[Task objective] Write out everything in the lines below, from the line containing "Practice: put a marker on each instance of the glazed clay" down to the final line, including both ends.

Point annotation dataset records:
┏━━
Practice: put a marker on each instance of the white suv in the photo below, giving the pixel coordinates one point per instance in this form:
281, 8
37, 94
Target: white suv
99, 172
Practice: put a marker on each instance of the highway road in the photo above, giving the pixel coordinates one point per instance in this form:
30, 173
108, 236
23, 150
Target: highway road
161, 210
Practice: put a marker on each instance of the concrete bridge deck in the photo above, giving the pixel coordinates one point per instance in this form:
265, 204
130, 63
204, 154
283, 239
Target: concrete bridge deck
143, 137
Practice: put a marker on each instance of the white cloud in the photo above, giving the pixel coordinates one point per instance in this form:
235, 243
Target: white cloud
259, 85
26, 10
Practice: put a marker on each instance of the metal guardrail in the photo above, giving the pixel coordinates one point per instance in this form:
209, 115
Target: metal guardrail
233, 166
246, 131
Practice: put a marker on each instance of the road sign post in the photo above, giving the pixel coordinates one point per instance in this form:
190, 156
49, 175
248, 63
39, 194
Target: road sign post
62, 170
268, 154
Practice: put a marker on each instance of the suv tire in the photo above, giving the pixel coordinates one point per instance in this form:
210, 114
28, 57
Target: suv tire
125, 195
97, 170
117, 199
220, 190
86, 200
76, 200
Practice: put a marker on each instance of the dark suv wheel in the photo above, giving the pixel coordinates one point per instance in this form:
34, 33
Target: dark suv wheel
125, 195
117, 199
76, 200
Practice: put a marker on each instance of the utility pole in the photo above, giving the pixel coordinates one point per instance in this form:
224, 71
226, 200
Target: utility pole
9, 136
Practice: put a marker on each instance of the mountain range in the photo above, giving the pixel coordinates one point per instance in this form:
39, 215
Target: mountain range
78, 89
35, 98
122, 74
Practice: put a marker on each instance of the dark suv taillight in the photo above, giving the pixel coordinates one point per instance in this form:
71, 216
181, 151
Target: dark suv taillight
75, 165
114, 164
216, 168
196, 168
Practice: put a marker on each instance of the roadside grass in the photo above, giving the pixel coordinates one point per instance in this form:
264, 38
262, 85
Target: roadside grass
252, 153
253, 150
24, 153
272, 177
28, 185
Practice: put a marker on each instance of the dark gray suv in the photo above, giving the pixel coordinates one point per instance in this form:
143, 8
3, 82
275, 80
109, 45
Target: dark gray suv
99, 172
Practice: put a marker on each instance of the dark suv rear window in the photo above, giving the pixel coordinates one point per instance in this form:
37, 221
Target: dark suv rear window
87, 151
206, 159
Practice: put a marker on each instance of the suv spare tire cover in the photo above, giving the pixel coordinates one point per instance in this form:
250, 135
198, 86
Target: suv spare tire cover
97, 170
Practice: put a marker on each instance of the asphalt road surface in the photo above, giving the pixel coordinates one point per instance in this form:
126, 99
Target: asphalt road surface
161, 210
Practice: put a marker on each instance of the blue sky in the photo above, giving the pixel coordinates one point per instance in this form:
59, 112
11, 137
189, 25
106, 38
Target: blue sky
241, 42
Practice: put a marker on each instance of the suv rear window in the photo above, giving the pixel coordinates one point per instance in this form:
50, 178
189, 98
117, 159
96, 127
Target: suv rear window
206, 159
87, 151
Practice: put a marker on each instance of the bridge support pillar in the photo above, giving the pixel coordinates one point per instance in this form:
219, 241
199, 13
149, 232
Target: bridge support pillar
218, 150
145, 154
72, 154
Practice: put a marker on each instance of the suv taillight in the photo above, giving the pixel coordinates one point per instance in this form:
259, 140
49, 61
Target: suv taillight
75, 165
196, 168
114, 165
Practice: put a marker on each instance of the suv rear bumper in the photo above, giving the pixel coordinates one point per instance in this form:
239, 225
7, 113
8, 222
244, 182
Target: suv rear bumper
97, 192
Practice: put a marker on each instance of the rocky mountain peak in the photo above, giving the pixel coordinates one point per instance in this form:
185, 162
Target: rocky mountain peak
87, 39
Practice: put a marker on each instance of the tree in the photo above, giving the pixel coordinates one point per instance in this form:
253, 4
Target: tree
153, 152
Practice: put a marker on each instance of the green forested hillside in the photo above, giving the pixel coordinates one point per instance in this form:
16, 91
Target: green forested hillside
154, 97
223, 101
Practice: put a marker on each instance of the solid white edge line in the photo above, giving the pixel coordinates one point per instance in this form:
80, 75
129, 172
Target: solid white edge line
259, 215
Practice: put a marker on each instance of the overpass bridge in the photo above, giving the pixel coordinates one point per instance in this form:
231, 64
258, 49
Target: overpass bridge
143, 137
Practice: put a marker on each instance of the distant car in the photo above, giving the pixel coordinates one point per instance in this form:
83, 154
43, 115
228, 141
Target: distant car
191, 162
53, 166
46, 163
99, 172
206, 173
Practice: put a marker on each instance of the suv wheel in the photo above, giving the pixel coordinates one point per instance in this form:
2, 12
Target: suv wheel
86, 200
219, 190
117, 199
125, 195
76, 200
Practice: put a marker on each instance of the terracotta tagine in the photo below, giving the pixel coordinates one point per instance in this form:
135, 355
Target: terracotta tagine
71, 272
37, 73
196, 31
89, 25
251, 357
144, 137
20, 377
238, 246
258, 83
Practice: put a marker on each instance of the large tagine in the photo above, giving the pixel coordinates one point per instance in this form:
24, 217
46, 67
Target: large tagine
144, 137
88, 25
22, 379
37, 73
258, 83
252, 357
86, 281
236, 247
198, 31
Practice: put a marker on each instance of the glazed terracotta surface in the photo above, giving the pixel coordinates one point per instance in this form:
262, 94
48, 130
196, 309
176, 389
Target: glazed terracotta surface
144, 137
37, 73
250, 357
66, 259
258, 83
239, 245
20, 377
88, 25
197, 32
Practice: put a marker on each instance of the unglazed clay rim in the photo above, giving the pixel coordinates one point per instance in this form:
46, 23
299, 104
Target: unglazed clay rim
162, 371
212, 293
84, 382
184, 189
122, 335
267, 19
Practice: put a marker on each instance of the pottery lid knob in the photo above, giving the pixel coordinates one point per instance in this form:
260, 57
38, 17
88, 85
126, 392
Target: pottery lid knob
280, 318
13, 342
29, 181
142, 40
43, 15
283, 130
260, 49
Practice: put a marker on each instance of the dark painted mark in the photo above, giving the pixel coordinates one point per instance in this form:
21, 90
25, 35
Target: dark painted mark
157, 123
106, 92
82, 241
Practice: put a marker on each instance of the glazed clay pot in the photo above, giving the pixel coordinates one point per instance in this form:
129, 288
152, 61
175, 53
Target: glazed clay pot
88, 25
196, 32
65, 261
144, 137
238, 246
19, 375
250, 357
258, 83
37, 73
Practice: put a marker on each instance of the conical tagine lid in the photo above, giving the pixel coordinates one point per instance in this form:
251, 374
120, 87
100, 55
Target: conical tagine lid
┗━━
[Task output]
Practice: put a marker on each instance of the glazed clay pot in the photo above, giving the pixel coordinates one point per instance in this form:
129, 288
152, 61
175, 53
Target: glazed clay pot
88, 25
196, 32
65, 261
144, 137
238, 246
19, 375
250, 357
258, 83
37, 73
Practice: put a marker on each instance of the conical tagine lid in the photo above, giving the pixel coordinates one point per instance in this form:
251, 374
120, 87
100, 55
Target: conical tagine lid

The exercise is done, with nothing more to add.